____ DATA SUPPLIED

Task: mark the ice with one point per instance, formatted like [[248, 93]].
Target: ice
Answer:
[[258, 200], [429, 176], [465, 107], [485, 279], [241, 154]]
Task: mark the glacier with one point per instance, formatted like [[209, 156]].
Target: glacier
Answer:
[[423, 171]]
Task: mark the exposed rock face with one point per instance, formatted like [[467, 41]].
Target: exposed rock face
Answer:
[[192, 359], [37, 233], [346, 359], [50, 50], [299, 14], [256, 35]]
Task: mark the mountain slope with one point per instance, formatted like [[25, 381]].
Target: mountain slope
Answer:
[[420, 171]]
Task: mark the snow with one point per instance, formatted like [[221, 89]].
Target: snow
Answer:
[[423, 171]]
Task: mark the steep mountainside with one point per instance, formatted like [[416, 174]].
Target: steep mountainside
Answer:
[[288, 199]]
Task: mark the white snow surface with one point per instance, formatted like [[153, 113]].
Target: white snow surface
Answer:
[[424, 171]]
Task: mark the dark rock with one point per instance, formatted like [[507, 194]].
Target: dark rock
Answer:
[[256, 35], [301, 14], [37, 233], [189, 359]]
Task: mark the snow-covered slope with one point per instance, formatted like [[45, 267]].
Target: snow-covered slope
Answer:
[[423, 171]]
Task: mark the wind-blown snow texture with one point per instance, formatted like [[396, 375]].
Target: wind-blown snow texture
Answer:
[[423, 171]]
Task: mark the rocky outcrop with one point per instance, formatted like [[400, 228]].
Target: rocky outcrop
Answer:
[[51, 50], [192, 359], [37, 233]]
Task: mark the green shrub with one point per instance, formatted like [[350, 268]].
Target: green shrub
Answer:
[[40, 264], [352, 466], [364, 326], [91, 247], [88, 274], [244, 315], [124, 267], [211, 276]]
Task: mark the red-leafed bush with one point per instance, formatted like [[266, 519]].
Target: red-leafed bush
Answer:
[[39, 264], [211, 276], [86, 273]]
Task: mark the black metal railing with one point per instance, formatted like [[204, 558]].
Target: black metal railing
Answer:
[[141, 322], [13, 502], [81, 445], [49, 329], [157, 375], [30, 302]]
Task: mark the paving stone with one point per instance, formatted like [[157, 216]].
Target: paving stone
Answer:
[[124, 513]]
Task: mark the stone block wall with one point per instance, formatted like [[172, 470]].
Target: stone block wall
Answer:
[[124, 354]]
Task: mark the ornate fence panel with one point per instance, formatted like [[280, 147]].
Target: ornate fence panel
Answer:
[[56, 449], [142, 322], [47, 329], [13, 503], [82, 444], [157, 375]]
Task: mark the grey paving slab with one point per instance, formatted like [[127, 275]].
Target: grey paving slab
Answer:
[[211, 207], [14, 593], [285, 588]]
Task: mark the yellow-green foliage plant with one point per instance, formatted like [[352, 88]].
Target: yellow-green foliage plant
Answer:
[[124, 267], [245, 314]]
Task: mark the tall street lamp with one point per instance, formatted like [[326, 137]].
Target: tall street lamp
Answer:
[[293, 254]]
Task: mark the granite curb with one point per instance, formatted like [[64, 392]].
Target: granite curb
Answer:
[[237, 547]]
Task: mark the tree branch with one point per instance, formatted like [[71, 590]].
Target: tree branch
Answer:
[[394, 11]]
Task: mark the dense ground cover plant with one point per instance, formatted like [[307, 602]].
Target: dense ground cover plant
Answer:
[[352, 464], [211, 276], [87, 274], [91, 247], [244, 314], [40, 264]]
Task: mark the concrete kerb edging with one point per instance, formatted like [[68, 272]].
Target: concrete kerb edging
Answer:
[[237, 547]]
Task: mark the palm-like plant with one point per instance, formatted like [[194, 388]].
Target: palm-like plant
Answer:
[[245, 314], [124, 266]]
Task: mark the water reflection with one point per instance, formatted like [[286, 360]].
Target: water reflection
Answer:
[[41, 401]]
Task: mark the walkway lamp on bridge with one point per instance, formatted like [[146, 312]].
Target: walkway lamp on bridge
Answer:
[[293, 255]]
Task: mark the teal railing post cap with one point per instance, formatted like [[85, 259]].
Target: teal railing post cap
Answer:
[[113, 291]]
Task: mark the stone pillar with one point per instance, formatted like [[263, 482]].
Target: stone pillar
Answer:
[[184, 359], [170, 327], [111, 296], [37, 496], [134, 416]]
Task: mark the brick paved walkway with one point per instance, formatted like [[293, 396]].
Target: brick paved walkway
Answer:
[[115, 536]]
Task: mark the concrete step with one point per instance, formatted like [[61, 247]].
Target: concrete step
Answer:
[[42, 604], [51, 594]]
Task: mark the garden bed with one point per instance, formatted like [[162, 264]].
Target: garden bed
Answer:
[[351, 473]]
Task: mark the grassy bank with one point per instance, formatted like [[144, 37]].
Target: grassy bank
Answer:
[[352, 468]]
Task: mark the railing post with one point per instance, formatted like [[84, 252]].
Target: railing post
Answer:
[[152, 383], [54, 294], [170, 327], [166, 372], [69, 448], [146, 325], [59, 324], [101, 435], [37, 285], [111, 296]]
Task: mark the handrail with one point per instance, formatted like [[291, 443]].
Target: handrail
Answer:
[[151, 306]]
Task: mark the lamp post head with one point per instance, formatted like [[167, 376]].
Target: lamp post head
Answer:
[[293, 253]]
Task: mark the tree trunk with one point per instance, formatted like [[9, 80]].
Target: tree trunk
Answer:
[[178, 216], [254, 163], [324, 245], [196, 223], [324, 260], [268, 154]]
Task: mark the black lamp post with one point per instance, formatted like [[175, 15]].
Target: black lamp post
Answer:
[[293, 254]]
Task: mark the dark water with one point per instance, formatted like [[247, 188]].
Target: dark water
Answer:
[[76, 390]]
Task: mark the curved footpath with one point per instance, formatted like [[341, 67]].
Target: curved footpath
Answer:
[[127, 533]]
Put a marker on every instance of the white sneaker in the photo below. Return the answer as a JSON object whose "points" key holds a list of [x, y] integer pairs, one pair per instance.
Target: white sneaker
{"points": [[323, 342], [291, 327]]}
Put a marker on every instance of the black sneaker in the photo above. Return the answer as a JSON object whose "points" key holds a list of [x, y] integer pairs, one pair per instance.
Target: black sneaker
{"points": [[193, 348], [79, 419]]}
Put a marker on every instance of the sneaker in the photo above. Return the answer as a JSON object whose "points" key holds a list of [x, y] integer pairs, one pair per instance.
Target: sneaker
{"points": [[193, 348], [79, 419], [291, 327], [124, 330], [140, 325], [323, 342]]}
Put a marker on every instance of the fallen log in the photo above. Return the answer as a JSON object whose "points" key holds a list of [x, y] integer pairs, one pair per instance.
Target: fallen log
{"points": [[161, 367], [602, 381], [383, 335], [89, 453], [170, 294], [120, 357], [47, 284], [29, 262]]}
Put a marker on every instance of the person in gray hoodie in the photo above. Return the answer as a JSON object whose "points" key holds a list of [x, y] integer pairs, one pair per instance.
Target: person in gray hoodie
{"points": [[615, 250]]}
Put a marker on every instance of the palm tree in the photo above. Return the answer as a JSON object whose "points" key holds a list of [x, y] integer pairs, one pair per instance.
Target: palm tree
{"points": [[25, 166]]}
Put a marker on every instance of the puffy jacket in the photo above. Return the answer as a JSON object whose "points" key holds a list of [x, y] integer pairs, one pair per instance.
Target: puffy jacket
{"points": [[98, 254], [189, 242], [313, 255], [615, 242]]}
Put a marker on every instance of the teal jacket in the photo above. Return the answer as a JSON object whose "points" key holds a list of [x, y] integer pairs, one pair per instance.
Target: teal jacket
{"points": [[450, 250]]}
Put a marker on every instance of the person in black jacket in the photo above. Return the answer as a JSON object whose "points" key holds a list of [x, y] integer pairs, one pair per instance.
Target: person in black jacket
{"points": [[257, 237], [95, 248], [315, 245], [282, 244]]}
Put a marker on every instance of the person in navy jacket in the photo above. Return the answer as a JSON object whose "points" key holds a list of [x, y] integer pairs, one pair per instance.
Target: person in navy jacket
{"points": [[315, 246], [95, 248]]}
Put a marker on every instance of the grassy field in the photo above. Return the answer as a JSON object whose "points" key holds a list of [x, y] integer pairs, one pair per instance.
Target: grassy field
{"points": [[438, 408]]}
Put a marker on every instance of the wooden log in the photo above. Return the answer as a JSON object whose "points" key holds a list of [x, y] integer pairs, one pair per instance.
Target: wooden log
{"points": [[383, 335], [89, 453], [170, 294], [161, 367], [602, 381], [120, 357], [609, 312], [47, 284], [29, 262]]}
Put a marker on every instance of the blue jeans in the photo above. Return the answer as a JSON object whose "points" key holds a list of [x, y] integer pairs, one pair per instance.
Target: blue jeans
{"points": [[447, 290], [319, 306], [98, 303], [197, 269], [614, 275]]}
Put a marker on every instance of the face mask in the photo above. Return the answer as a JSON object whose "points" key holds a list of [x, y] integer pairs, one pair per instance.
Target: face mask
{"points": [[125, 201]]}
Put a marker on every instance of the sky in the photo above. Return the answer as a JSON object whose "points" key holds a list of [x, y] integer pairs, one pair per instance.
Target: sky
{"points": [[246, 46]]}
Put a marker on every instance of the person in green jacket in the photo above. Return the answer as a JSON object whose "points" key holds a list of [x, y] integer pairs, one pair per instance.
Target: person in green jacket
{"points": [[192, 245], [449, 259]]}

________

Word for word, repeat the lines from the one holding "Put a marker on every instance of the blue" through the last line of the entries, both included.

Put a marker on every instance of the blue jeans in the photo above. Return the answer as a JSON object whose "points" key holds a list of [x, y] integer pairs, one pair per instance.
Target: blue jeans
{"points": [[447, 290], [319, 306], [98, 303], [197, 269], [614, 275]]}
Put a marker on every instance of the face mask in the photo above. Return the answer as a JSON object whose "points" key holds a list of [x, y] integer pairs, one pair per instance.
Target: face mask
{"points": [[125, 201]]}
Put a marker on every instance of the sky in the photo above. Return the answer as a JSON object whose "points" key holds a list of [x, y] integer pairs, one pair per instance.
Target: sky
{"points": [[246, 46]]}
Put a marker on every instance of the person in green jacket in the photo above. Return the answer as a JSON object whose "points" key holds a list of [x, y] integer pairs, one pair per instance.
Target: person in green jacket
{"points": [[192, 245], [449, 259]]}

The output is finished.